### Stored data entries
···

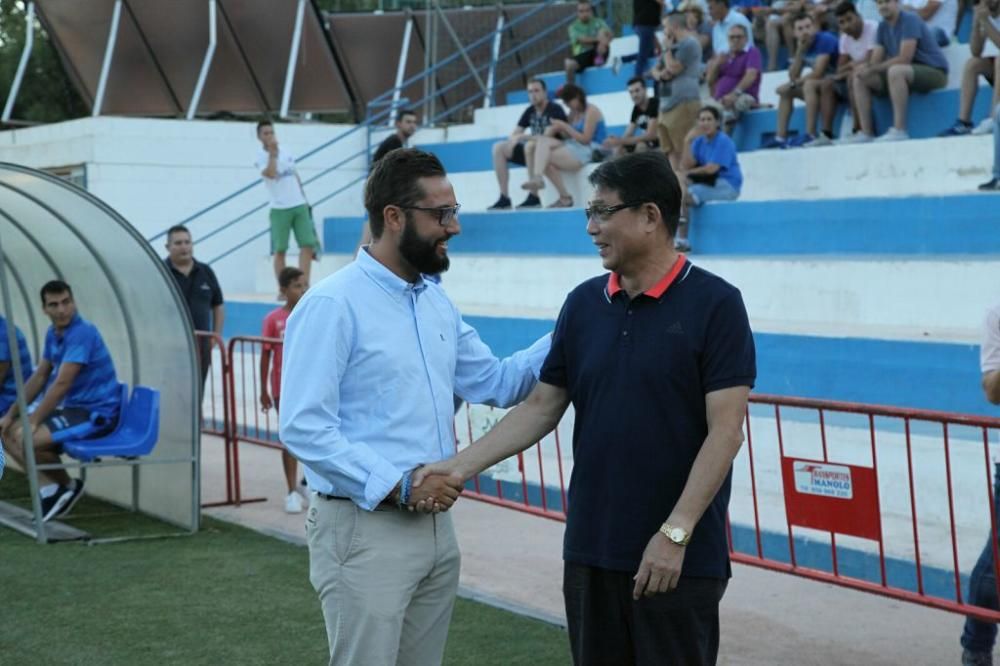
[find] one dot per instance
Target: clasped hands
(435, 488)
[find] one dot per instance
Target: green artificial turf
(226, 595)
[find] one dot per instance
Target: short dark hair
(288, 275)
(644, 177)
(570, 92)
(176, 229)
(393, 181)
(55, 287)
(714, 110)
(845, 7)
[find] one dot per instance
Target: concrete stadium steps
(905, 168)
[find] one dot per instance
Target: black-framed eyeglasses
(604, 213)
(445, 213)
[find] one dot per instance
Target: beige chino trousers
(386, 580)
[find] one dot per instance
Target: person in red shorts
(292, 283)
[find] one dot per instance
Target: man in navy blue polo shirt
(658, 359)
(82, 399)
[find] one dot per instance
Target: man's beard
(421, 253)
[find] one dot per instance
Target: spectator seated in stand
(709, 170)
(857, 39)
(79, 398)
(984, 44)
(536, 119)
(941, 16)
(590, 38)
(735, 81)
(640, 135)
(724, 18)
(566, 146)
(816, 50)
(906, 57)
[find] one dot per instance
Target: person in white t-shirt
(984, 44)
(289, 211)
(978, 637)
(940, 15)
(857, 39)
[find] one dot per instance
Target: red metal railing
(901, 490)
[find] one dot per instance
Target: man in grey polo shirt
(676, 76)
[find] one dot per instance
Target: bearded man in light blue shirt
(373, 356)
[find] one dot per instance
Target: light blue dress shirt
(371, 364)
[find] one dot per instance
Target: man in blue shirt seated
(373, 356)
(817, 50)
(657, 358)
(80, 397)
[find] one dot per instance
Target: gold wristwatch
(678, 535)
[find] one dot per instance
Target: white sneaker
(821, 140)
(857, 137)
(293, 503)
(984, 127)
(893, 134)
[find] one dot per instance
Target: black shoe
(503, 203)
(62, 502)
(531, 201)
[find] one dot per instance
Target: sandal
(533, 184)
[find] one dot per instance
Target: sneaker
(893, 134)
(503, 203)
(856, 137)
(800, 140)
(960, 128)
(984, 127)
(821, 140)
(775, 142)
(61, 503)
(531, 201)
(970, 658)
(293, 503)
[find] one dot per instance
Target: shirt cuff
(380, 483)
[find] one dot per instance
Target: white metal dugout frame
(51, 229)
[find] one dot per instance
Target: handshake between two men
(432, 488)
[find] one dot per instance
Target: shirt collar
(658, 289)
(383, 277)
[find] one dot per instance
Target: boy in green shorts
(289, 210)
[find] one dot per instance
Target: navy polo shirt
(201, 292)
(637, 372)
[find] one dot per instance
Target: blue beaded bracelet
(405, 488)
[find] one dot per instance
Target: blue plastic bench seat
(135, 435)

···

### ACTION ITEM
Copy all the entries above exactly as they stand, except for the pictures.

### SOLUTION TO THIS TASK
[find] one dot per instance
Target: clasped hands
(435, 488)
[find] one dot per instance
Target: green artificial turf
(226, 595)
[find] one dot per instance
Target: short dark hair
(288, 275)
(644, 177)
(570, 92)
(176, 229)
(393, 181)
(55, 287)
(714, 110)
(845, 7)
[find] one dot per instance
Target: concrete stadium steps
(905, 168)
[find] one dot per instance
Target: black-framed eyeglasses
(604, 213)
(445, 213)
[find] one dot per instance
Target: beige chino trousers
(386, 580)
[find] one dot per instance
Target: person in red shorts
(292, 283)
[find] one dot per instance
Target: man in navy blue polo shirt
(658, 359)
(82, 399)
[find] one dot per instance
Target: man's beard
(421, 253)
[find] one dot per instance
Target: spectator seated in stand
(709, 170)
(857, 39)
(79, 398)
(984, 44)
(536, 119)
(941, 16)
(590, 38)
(735, 81)
(640, 135)
(724, 18)
(566, 146)
(816, 50)
(906, 57)
[find] one dot per instance
Target: person in white t-shirt
(984, 44)
(289, 211)
(978, 637)
(940, 15)
(857, 39)
[find] one dot per instance
Target: red metal railing
(901, 490)
[find] one dot per instance
Target: man in grey polo shirt
(676, 76)
[find] one dot per instance
Target: bearded man in light blue shirt
(373, 356)
[find] one dot per instance
Target: light blue dress shirt
(371, 364)
[find] one dot per instance
Target: man in blue shirt seated
(373, 356)
(817, 50)
(657, 358)
(80, 397)
[find] one dot per instance
Target: gold wristwatch
(678, 535)
[find] one dot per instance
Target: white sneaker
(821, 140)
(857, 137)
(293, 503)
(984, 127)
(893, 134)
[find] one dot per instance
Target: black shoe
(503, 203)
(62, 502)
(531, 201)
[find] one dot per instance
Target: sandal
(533, 184)
[find] one dot per instance
Target: sneaker
(893, 134)
(503, 203)
(856, 137)
(800, 140)
(960, 128)
(984, 127)
(821, 140)
(775, 142)
(61, 503)
(531, 201)
(970, 658)
(293, 503)
[find] one dot per instance
Target: shirt cuff
(380, 483)
[find] one dot per instance
Target: white metal dugout frame
(51, 229)
[find] one dot per instance
Target: handshake between two men
(432, 488)
[find] one dot per instance
Target: shirt collar
(658, 289)
(383, 277)
[find] one dot per instance
Target: boy in green shorts
(289, 210)
[find] one dot per instance
Target: navy polo shirt
(201, 292)
(637, 372)
[find] one dot per instance
Target: blue beaded bracelet
(405, 488)
[find] one dot per instance
Target: blue plastic bench seat
(135, 435)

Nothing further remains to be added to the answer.